_Exercise description_
Return the entries below in full. Keep every word as it is.

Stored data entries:
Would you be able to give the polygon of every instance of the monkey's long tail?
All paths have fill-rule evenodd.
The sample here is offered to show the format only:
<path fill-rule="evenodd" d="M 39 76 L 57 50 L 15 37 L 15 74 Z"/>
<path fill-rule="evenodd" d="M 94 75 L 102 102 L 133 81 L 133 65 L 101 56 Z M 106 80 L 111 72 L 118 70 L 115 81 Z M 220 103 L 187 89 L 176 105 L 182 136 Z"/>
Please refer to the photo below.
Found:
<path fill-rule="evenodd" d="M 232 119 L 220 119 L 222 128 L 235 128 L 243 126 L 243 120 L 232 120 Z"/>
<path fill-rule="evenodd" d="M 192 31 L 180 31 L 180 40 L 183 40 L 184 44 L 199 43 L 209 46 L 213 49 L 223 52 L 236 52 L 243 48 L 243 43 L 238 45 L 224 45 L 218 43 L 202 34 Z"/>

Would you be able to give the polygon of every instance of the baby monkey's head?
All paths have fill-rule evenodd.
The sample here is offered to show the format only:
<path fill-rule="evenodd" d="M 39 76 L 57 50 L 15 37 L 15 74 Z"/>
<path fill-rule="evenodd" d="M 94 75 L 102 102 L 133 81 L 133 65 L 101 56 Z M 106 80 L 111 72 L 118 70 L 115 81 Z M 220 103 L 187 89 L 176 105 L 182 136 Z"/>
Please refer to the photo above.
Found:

_Your response_
Would you be able to give the polygon of every instance of the monkey's long tail?
All paths have fill-rule evenodd.
The sample here is offered to show the format only:
<path fill-rule="evenodd" d="M 39 76 L 57 50 L 15 37 L 15 74 Z"/>
<path fill-rule="evenodd" d="M 94 75 L 102 102 L 133 81 L 133 65 L 101 56 Z M 106 80 L 111 72 L 118 70 L 115 81 Z M 220 103 L 187 89 L 176 105 L 182 136 Z"/>
Please refer to the photo below.
Found:
<path fill-rule="evenodd" d="M 232 119 L 220 119 L 222 128 L 235 128 L 243 126 L 243 120 L 232 120 Z"/>
<path fill-rule="evenodd" d="M 192 31 L 180 31 L 180 40 L 183 40 L 184 44 L 199 43 L 209 46 L 213 49 L 223 52 L 236 52 L 243 48 L 243 43 L 238 45 L 224 45 L 218 43 L 202 34 Z"/>

Would you be able to give the polygon of every instance of the baby monkey's head?
All paths have fill-rule evenodd.
The sample here is offered to show the format only:
<path fill-rule="evenodd" d="M 39 76 L 57 50 L 15 37 L 15 74 Z"/>
<path fill-rule="evenodd" d="M 94 75 L 102 102 L 133 81 L 133 65 L 101 56 Z M 106 80 L 111 72 L 118 70 L 115 81 Z M 220 103 L 187 89 L 176 105 L 182 136 Z"/>
Please refer to the photo above.
Found:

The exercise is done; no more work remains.